- _Aim of the task_
Write out the following records exactly, each one in full.

- _Exercise inputs_

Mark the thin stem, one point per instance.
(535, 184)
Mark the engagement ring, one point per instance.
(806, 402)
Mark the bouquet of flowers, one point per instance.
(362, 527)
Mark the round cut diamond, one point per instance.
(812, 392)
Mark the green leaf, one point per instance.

- _The answer_
Mark the thin stem, one point per instance.
(535, 184)
Mark the engagement ring, one point per instance.
(806, 402)
Mark the bouquet of flowers, one point per instance.
(362, 527)
Mark the round cut diamond, one point per instance.
(812, 392)
Mark the green leaf, one point per instance.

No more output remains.